Information given —

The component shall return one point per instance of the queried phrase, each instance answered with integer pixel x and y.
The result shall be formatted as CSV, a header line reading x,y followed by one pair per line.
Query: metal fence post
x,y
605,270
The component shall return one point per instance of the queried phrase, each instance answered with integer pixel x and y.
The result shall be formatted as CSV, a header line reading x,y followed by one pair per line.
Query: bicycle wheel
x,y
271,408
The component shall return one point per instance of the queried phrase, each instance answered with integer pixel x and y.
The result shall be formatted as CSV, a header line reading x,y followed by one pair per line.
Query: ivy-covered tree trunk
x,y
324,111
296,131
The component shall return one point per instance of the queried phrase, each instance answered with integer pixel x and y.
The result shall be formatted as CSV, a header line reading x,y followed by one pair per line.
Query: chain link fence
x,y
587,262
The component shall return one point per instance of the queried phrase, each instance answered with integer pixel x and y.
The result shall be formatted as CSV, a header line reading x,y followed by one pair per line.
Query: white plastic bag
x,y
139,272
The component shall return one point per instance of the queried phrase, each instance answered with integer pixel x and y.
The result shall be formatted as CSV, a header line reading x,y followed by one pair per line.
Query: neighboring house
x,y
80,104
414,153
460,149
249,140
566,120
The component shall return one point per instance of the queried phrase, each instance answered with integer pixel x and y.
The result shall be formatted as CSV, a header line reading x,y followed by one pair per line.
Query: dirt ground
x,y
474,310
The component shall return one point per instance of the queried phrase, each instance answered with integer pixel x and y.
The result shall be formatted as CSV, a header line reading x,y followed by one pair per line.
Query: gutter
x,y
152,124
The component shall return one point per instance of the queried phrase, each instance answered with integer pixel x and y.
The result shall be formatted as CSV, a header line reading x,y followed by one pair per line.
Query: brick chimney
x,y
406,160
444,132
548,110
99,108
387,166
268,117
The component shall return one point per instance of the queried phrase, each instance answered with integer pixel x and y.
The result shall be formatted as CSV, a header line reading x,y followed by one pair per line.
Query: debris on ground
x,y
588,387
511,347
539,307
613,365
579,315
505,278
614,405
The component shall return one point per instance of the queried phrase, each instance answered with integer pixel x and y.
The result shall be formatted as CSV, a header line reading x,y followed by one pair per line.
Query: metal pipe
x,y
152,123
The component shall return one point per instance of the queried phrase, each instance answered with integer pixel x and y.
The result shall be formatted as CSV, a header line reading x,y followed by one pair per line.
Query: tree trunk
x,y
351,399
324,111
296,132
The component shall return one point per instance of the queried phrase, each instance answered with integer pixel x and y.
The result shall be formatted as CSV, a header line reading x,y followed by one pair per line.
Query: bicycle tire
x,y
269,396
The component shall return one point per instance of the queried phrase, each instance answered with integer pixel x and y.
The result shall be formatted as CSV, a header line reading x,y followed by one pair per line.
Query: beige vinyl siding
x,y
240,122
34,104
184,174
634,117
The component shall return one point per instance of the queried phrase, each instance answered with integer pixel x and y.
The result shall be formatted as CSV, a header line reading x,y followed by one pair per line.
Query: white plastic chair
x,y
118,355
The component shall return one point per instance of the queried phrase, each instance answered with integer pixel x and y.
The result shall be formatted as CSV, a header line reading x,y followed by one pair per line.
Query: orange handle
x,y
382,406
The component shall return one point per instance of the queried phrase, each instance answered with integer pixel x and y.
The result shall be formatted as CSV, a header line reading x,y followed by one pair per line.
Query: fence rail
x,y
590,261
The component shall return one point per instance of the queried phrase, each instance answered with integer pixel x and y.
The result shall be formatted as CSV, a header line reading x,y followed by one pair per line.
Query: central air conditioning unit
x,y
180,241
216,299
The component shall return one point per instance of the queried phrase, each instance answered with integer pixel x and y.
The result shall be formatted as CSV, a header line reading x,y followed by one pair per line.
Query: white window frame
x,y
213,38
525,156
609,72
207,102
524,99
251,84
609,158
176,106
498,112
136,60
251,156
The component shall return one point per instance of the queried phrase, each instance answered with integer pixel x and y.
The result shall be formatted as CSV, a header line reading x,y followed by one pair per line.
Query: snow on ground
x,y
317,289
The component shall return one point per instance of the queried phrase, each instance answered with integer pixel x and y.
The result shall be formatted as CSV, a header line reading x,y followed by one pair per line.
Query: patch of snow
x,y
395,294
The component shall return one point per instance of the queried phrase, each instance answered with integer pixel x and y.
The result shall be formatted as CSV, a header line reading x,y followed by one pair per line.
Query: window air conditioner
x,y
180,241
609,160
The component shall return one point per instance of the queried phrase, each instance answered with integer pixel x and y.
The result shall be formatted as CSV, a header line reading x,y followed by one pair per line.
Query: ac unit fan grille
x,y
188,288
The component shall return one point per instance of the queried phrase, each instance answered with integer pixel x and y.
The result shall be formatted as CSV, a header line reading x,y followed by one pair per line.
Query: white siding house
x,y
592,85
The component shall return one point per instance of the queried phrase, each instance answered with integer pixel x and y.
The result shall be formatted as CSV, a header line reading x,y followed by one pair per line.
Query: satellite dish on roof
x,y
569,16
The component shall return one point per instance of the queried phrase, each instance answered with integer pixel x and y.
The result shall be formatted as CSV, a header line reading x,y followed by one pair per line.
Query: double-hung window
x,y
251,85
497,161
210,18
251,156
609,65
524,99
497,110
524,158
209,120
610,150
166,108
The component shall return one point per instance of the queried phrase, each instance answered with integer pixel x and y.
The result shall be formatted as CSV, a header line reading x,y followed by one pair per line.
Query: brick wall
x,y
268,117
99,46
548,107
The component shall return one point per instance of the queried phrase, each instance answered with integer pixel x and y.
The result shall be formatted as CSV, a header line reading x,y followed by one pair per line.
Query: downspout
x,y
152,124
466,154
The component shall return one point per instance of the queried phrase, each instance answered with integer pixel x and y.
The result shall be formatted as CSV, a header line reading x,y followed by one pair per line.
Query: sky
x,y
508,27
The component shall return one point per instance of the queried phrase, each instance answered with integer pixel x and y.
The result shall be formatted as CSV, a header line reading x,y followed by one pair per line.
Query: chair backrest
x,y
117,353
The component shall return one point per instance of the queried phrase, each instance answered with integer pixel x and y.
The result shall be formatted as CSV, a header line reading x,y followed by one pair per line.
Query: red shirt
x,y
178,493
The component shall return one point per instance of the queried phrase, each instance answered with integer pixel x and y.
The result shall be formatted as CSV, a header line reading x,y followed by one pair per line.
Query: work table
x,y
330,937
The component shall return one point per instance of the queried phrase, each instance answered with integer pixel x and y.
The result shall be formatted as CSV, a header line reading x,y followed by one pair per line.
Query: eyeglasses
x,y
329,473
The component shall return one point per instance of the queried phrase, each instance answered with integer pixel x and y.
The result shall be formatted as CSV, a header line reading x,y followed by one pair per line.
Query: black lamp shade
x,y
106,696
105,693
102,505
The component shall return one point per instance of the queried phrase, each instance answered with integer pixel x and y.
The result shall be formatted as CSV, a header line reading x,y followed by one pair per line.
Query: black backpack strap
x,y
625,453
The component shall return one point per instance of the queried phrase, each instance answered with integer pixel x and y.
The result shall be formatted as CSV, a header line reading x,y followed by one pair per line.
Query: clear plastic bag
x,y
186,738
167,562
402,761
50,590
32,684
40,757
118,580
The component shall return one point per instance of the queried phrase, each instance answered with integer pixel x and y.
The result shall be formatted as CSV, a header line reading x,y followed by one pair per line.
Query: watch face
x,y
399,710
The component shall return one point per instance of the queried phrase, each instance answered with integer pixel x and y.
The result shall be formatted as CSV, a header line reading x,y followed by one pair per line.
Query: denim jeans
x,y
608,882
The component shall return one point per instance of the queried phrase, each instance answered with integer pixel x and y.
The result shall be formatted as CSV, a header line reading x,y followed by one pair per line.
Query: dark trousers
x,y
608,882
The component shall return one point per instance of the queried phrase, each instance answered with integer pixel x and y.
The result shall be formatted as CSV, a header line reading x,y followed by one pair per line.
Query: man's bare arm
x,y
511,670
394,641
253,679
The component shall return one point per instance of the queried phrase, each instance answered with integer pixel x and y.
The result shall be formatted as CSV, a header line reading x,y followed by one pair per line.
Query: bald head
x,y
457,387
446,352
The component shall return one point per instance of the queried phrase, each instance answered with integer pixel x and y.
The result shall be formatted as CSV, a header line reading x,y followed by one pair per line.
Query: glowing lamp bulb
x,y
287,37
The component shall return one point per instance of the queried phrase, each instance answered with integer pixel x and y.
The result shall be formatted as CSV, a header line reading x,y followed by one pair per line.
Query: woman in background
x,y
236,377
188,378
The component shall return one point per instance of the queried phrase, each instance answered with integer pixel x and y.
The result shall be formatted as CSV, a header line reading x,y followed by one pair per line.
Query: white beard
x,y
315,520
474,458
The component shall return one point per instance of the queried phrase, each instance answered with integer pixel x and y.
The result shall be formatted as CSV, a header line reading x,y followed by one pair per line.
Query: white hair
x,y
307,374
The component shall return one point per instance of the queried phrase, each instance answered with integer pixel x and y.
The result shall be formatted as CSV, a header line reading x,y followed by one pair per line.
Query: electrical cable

Exercise details — Only the lines from the one holding "Query: white hair" to the end of the listing are to be written out, word for word.

Output of the exercise —
Query: white hair
x,y
307,374
The component shall return one point per instance of the queried phrase, each instance answered with integer pixel x and y.
The result shall be formatted as CSV, a header line reading x,y followed by one pair per line.
Query: electrical cable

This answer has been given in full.